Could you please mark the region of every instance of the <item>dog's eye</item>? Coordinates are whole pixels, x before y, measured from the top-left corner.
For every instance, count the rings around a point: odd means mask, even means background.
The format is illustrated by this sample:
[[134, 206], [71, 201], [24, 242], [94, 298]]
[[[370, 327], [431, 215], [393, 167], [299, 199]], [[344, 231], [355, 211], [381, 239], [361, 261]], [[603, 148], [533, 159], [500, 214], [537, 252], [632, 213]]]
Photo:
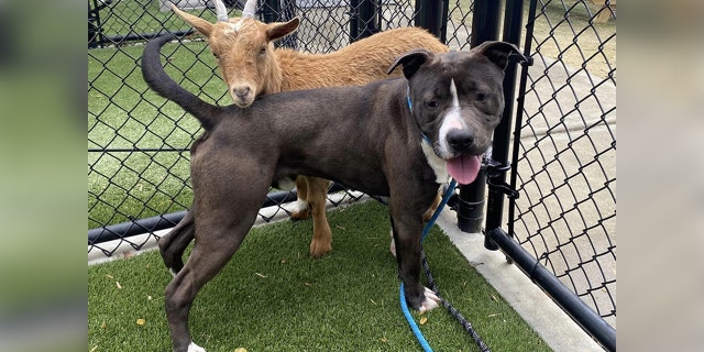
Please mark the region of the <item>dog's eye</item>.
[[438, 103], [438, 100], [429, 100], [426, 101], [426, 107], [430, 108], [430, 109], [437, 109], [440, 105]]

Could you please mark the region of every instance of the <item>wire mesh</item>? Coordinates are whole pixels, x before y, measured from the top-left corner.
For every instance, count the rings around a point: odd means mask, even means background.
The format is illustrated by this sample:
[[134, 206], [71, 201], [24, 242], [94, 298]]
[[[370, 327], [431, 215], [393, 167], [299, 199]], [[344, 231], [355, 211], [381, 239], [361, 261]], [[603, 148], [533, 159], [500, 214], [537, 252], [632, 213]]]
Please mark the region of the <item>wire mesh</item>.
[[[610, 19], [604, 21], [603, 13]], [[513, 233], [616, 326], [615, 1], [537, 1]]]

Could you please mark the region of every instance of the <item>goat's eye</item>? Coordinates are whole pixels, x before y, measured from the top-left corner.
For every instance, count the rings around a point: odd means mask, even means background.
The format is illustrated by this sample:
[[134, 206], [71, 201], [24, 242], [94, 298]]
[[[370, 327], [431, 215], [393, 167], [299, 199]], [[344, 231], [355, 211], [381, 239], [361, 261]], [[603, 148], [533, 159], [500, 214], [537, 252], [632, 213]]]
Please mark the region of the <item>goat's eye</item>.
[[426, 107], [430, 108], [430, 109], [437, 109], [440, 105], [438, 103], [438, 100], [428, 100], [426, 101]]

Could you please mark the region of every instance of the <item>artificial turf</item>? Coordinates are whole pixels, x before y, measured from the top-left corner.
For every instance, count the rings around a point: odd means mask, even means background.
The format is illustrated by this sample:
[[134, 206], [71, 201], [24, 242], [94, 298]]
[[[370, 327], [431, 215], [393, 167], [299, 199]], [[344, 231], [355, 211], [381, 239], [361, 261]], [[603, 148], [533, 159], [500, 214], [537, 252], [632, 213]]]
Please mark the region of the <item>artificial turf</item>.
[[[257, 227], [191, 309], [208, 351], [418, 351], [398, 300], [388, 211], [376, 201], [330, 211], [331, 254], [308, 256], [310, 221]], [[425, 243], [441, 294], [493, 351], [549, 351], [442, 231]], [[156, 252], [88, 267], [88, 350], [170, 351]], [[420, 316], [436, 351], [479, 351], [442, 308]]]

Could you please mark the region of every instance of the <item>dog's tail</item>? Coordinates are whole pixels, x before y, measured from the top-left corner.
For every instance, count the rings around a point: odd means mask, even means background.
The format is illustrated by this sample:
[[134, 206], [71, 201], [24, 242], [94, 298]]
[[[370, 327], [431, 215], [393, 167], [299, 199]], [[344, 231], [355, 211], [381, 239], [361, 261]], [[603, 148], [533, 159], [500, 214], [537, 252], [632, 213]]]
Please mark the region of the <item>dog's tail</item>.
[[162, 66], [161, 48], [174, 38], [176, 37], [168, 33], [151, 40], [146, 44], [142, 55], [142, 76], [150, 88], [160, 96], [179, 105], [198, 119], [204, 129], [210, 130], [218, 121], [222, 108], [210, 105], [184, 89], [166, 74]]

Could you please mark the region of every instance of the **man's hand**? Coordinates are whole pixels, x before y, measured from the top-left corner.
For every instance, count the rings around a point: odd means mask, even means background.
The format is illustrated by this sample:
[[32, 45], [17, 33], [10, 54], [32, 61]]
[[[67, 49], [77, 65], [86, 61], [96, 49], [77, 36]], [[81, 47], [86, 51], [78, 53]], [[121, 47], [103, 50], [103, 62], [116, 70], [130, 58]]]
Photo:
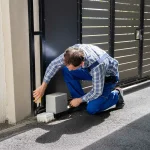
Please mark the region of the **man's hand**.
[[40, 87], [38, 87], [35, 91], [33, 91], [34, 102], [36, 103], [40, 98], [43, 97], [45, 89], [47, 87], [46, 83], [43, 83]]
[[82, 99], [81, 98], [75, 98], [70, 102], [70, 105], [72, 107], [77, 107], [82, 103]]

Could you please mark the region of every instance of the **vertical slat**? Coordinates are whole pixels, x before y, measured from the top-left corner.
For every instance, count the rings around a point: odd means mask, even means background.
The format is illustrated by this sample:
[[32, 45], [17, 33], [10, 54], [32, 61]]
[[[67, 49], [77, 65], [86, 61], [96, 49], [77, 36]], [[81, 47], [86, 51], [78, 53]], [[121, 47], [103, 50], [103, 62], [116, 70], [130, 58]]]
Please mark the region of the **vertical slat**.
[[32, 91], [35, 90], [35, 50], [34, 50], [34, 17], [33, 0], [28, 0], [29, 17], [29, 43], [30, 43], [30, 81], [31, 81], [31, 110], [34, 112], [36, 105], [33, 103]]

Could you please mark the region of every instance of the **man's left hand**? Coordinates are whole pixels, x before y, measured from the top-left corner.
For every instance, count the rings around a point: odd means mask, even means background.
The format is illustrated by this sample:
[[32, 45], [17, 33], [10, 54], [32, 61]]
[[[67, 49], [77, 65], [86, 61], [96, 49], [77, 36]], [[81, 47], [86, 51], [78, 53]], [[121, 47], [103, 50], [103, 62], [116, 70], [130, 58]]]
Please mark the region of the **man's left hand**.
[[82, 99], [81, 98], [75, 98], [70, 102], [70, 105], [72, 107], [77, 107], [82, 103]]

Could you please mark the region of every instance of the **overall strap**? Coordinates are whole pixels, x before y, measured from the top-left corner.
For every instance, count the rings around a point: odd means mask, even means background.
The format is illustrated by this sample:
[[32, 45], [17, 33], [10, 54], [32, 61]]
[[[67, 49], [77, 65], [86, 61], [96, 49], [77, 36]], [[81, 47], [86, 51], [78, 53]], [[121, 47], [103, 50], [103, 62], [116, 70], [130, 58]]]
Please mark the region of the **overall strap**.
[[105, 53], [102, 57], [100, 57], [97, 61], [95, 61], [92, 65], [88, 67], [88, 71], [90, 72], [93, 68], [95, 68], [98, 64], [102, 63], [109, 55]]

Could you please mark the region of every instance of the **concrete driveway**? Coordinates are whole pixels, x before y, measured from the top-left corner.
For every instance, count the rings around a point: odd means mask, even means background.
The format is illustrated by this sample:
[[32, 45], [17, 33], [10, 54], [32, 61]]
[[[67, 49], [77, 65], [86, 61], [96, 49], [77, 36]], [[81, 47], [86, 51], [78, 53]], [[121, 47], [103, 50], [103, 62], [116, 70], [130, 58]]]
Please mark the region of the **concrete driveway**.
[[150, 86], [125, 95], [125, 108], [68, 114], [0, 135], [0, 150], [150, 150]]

=====

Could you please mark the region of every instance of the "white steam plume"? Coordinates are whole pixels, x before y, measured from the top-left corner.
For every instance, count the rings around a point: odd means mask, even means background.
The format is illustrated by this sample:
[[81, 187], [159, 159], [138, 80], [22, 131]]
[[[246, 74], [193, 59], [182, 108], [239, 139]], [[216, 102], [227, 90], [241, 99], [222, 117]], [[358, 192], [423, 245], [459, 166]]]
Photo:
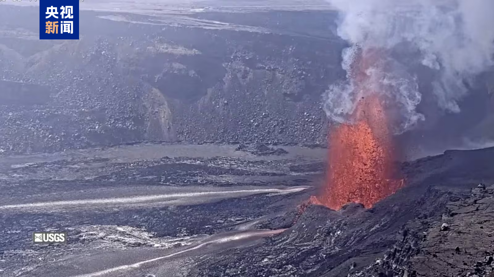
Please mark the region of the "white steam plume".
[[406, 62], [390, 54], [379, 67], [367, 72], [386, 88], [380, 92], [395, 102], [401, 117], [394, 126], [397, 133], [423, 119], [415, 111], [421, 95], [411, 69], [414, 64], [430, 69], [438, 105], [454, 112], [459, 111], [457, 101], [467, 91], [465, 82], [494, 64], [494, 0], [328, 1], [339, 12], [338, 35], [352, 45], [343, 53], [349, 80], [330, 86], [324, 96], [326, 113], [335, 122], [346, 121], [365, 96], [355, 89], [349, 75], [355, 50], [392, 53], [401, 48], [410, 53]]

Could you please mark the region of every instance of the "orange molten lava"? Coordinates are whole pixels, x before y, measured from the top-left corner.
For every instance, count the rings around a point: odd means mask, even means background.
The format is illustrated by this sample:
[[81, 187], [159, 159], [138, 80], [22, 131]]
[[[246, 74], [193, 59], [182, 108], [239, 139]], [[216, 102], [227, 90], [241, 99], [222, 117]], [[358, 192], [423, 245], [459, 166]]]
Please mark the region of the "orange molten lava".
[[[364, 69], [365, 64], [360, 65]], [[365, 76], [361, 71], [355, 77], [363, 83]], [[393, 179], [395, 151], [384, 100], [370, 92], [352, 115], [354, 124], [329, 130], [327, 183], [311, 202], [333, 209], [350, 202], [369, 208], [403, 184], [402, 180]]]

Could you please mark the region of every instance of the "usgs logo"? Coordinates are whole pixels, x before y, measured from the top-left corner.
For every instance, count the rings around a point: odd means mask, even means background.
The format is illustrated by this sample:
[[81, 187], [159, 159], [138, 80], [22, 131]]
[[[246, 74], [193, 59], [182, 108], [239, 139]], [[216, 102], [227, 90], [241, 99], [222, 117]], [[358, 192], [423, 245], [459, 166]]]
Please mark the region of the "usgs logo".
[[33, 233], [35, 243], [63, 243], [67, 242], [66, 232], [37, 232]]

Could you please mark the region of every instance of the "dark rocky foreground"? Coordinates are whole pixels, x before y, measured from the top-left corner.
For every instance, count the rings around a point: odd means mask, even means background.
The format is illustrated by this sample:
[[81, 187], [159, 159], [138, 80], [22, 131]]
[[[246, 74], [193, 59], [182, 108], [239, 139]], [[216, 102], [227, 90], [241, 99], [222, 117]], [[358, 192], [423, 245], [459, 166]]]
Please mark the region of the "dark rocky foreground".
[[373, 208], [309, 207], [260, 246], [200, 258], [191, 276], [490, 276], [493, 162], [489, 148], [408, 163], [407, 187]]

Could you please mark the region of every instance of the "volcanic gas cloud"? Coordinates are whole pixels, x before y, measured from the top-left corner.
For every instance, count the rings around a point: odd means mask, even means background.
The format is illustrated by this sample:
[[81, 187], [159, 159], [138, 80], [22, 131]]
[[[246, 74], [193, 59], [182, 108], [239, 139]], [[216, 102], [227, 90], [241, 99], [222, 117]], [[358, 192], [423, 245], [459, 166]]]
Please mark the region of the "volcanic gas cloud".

=====

Exercise goal ▸ Express the listing lines between the one holding "the <item>artificial turf</item>?" and the one holding "Please mark the region of the <item>artificial", inclusive, as a JSON list of strings, one string per line, leaving out blank lines.

Exercise response ▸
[
  "Could you please mark the region of every instance of the <item>artificial turf</item>? Coordinates are whole pixels, x before y, measured from the top-left corner.",
  "For every instance, count the rings around a point: odd means mask, even means background.",
  "The format is illustrated by this sample:",
  "[[134, 206], [71, 201], [24, 242], [94, 298]]",
  "[[[370, 327], [431, 215], [393, 167], [299, 199]], [[344, 231], [355, 211], [381, 239], [361, 261]], [[603, 148], [533, 159], [500, 214], [537, 252], [632, 213]]]",
  "Please mark the region of the <item>artificial turf</item>."
]